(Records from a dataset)
= Beginning of Section =
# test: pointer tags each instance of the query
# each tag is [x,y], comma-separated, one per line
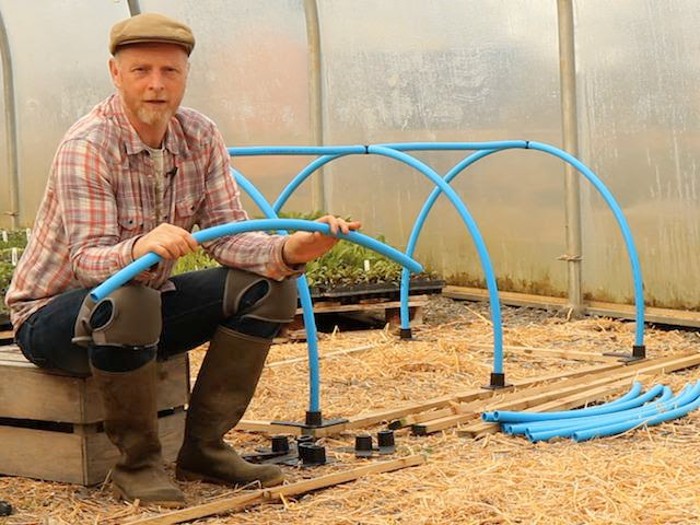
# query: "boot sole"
[186,475]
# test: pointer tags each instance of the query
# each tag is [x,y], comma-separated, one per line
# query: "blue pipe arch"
[330,153]
[398,151]
[485,149]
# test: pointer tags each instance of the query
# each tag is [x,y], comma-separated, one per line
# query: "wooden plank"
[28,392]
[529,399]
[418,300]
[387,415]
[240,502]
[617,310]
[73,457]
[557,353]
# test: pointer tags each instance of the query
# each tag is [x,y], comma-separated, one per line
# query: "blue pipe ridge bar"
[455,146]
[143,263]
[250,151]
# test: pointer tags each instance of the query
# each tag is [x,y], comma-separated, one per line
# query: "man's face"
[151,80]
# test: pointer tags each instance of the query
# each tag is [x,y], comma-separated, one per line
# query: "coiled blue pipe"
[143,263]
[625,413]
[631,399]
[567,427]
[666,414]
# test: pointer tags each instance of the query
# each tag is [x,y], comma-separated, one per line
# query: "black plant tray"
[389,291]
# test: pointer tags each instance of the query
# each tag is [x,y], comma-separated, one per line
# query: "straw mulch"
[647,476]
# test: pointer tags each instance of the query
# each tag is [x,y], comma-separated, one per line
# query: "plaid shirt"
[100,198]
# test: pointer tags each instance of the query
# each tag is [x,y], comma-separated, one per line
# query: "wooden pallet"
[377,310]
[51,423]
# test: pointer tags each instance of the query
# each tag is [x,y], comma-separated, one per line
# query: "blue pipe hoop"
[141,264]
[304,298]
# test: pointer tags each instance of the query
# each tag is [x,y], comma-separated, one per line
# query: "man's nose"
[155,81]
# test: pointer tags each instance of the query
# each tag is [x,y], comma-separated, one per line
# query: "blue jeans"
[191,314]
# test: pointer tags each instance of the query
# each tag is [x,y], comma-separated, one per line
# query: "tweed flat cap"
[150,27]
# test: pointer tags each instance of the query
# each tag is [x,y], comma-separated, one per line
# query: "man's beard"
[153,117]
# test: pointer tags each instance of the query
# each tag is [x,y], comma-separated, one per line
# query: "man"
[131,177]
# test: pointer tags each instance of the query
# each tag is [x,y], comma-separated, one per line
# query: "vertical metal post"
[313,37]
[8,86]
[567,79]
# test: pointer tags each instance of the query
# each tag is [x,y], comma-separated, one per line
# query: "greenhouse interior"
[526,177]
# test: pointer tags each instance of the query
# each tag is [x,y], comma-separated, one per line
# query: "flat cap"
[150,27]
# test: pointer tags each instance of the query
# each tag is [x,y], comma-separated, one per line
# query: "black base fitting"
[497,381]
[639,352]
[314,419]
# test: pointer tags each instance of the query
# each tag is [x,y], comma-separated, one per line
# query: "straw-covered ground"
[646,476]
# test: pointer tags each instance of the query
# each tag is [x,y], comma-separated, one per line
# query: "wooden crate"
[51,423]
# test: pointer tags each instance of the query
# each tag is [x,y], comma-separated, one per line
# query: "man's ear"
[114,72]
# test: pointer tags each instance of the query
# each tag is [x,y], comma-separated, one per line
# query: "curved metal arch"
[304,298]
[584,170]
[487,266]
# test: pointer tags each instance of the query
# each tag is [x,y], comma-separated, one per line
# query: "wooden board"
[623,311]
[29,392]
[73,457]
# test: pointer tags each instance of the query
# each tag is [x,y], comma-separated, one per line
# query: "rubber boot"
[131,423]
[224,388]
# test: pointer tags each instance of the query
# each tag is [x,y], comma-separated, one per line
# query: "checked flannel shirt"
[100,197]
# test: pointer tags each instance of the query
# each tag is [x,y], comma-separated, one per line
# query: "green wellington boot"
[131,423]
[224,388]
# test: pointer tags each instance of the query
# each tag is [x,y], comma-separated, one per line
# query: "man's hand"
[167,240]
[302,247]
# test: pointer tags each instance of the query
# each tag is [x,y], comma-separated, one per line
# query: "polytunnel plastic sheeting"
[250,74]
[403,71]
[59,57]
[639,113]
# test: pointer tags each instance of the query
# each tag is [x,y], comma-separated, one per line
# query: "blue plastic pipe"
[543,431]
[250,151]
[301,177]
[304,298]
[625,402]
[456,146]
[570,427]
[143,263]
[418,228]
[484,257]
[621,221]
[667,414]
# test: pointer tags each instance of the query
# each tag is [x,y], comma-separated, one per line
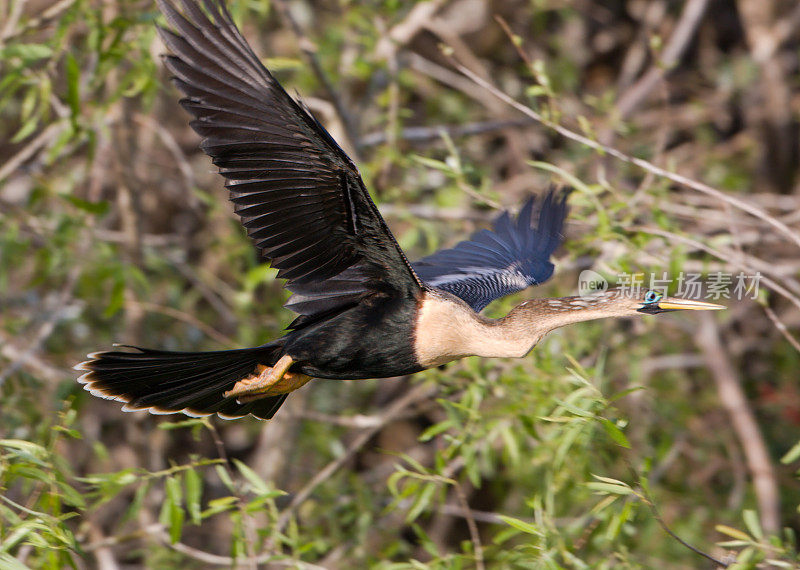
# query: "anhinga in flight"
[364,310]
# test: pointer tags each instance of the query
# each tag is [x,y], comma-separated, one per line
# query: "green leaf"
[175,516]
[96,208]
[609,488]
[73,85]
[733,533]
[26,52]
[26,130]
[194,492]
[258,484]
[518,524]
[421,502]
[792,455]
[222,473]
[752,523]
[615,433]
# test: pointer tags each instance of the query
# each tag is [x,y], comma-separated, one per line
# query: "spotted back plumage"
[509,258]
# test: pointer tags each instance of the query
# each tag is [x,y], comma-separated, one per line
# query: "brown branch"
[685,30]
[744,423]
[310,51]
[621,156]
[398,408]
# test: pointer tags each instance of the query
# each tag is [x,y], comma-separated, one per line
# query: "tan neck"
[448,329]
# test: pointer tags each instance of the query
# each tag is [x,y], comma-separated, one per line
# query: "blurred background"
[114,228]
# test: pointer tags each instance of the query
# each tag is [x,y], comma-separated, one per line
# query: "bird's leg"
[268,381]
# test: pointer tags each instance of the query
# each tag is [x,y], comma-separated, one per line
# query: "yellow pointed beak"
[673,304]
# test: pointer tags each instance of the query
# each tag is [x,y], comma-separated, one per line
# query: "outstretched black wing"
[298,194]
[496,263]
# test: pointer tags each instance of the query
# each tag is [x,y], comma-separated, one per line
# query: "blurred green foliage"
[114,229]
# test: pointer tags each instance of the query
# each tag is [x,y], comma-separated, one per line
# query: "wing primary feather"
[512,256]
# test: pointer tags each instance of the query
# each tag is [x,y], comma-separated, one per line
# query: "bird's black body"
[302,201]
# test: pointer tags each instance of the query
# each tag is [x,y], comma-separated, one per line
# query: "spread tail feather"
[166,382]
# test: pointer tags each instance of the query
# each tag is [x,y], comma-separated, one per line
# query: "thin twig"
[473,528]
[619,155]
[744,423]
[421,134]
[782,328]
[398,408]
[690,18]
[647,500]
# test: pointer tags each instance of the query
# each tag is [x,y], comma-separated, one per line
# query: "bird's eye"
[652,297]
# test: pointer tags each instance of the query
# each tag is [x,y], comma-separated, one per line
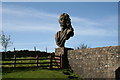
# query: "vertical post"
= End of Section =
TASK PROMPT:
All of the entries above are to be written out exactly, with no pictures.

OUTPUT OF THE TASK:
# test: pointer tags each instance of the query
# each tag is [x,y], comma-separated, one per line
# query: "boot sole"
[186,475]
# test: pointer tags each instance of the query
# each tag is [x,y], comma-separated, one per line
# query: "blue pipe arch"
[330,153]
[398,151]
[485,149]
# test: pointer tags each instance of the query
# each tag is [x,y], comma-separated, one per line
# query: "wooden plank"
[28,392]
[529,399]
[418,300]
[387,415]
[240,502]
[617,310]
[73,457]
[557,353]
# test: pointer tags each instance of the query
# each tag is [x,y], comma-separated, one per line
# query: "blue pipe ridge bar"
[455,146]
[143,263]
[250,151]
# test: pointer tags each instance of the query
# each tag is [x,y], comma-separated, one per line
# query: "man's face"
[151,80]
# test: pointer tags each instance of the query
# each tag is [x,y], comma-separated, one per line
# query: "coiled blue pipe"
[143,263]
[625,413]
[631,399]
[567,427]
[666,414]
# test: pointer tags each instance of the query
# each tag is [x,y], comma-separated, one per line
# query: "black plant tray"
[389,291]
# test: pointer tags each instance of the query
# each tag is [x,y], comma-separated, one per line
# query: "straw mulch"
[647,476]
# test: pointer tags each instance of the query
# each tag is [x,y], comma-separated, one per line
# query: "plaid shirt"
[100,198]
# test: pointer tags each instance of the query
# each tag is [x,y], comma-separated, one per line
# query: "wooden pallet"
[377,310]
[51,423]
# test: pointer tags each instance of the query
# each tag is [x,y], comma-separated, one per line
# query: "blue pipe hoop"
[141,264]
[304,298]
# test: pointer tags each instance of the query
# each tag is [x,y], comma-separated, one per line
# query: "man's nose"
[155,81]
# test: pointer tags each instance of the query
# each tag is [x,y], comma-separated, one per line
# query: "blue jeans"
[191,314]
# test: pointer tags each instance of the query
# each tag is [x,y], comma-separated, one per line
# query: "tweed flat cap"
[150,27]
# test: pointer tags each instance of the query
# each tag is [x,y], comma-separated, one per line
# query: "man's beard"
[153,117]
# test: pointer tags each instance of the query
# each tag is [x,y], comma-separated, one per line
# query: "man"
[131,177]
# test: pointer tags each instance of the query
# each tag is [x,y], comma-separated, one per line
# query: "vertical metal post"
[313,37]
[8,86]
[567,79]
# test: pointer tags each instance of the query
# each tag is [x,y], comma-separated, one per line
# query: "greenhouse interior"
[526,177]
# test: pointer tags each instance of the query
# each tag is [x,y], comma-separated, one per line
# query: "flat cap"
[150,27]
# test: pointer tags each instance of the query
# each tag is [x,y], comma-separated, one per line
# query: "black base fitting"
[497,381]
[639,352]
[314,419]
# test: pointer tags each instance of the query
# each tag is [x,y], comma-separated, one per line
# query: "straw-covered ground"
[646,476]
# test: pointer tags each instance of the query
# each tag is [x,y], comma-separated, one per line
# query: "wooden crate"
[51,423]
# test: pointer tags each instance of the query
# each tag is [x,y], comma-separated, one per line
# query: "man's ear"
[114,72]
# test: pointer tags each instance of the query
# each tag is [x,y], comma-separated, one per line
# query: "curved metal arch"
[304,298]
[584,170]
[487,266]
# test: pointer tags each instance of the query
# each tag is [x,y], comma-separated, one per line
# query: "wooden board"
[623,311]
[29,392]
[73,457]
# test: pointer tags each instance of the query
# each tag is [x,y], comma-separated, one per line
# query: "rubber boot"
[131,423]
[224,388]
# test: pointer tags each instance of the query
# each tag is [x,y], comma-separated, one per line
# query: "checked flannel shirt"
[100,197]
# test: pointer tags each instance of the query
# each tag is [x,y], comma-separated, one per line
# query: "green wellington boot"
[131,423]
[224,388]
# test: pointer tags each instance of the query
# each tag is [x,y], comma-separated, one per line
# query: "man's hand"
[167,240]
[302,247]
# test: pointer tags each instance of the query
# each tag is [x,y], comma-separated, one per line
# query: "polytunnel plastic sheeting"
[250,74]
[403,71]
[59,57]
[639,113]
# test: pointer tags each instance of the query
# each tag is [x,y], comma-separated, one per line
# query: "blue plastic pipe"
[543,431]
[250,151]
[301,177]
[304,298]
[625,402]
[456,146]
[570,427]
[143,263]
[418,228]
[484,257]
[621,221]
[667,414]
# test: pointer tags each instance of the query
# each tag is [x,y], comma-separated, one per line
# query: "anhinga in flight"
[364,310]
# test: pointer tags each instance of the query
# each tag is [x,y], comma-separated, one per line
# query: "green leaf"
[175,516]
[96,208]
[609,488]
[73,85]
[733,533]
[26,52]
[26,130]
[194,492]
[258,484]
[518,524]
[421,502]
[792,455]
[222,473]
[752,523]
[615,433]
# test: pointer tags each instance of the query
# each tag is [x,y], comma-separated, one per line
# query: "spotted back plumage"
[509,258]
# test: pointer tags each instance of the query
# each tag is [x,y], comma-separated, one per line
# query: "brown branch"
[685,30]
[744,423]
[310,51]
[621,156]
[398,408]
# test: pointer tags each instance of the query
# each tag is [x,y], comma-separated, one per line
# query: "tan neck"
[448,329]
# test: pointer tags each instance of the query
# each tag is [x,y], comma-separated, one per line
# query: "blurred background"
[114,228]
# test: pointer tags each instance of the query
# each tag is [x,y], comma-separated, one per line
# query: "bird's leg"
[268,381]
# test: pointer tags each instance of the query
# each tag is [x,y], comma-separated, one per line
# query: "yellow pointed beak"
[673,304]
# test: pointer tags each instance of the query
# each tag is [x,y], comma-separated, one per line
# query: "outstretched black wing"
[298,194]
[496,263]
# test: pointer tags each instance of the query
# each tag is [x,y], comma-separated, one per line
# query: "blurred green foliage"
[114,229]
# test: pointer tags each instance of the query
# each tag is [x,y], comma-separated, one per line
# query: "wing primary feather"
[512,256]
# test: pointer tags each instance of the query
# each tag is [x,y], comma-separated, one per line
# query: "bird's black body"
[302,201]
# test: pointer tags each instance of the query
# each tag is [x,y], comma-separated, one per line
# query: "spread tail feather"
[166,382]
# test: pointer tags each instance of the query
# each tag is [x,y], comma-separated, one per line
# query: "thin twig"
[473,528]
[619,155]
[744,423]
[421,134]
[782,328]
[398,408]
[690,18]
[647,500]
# test: pointer tags each instance of the query
# each tag is [x,y], comma-separated, one per line
# query: "bird's eye"
[652,297]
# test: pointer tags each instance of the query
# each tag is [x,y], comma-separated, one per line
# query: "vertical post"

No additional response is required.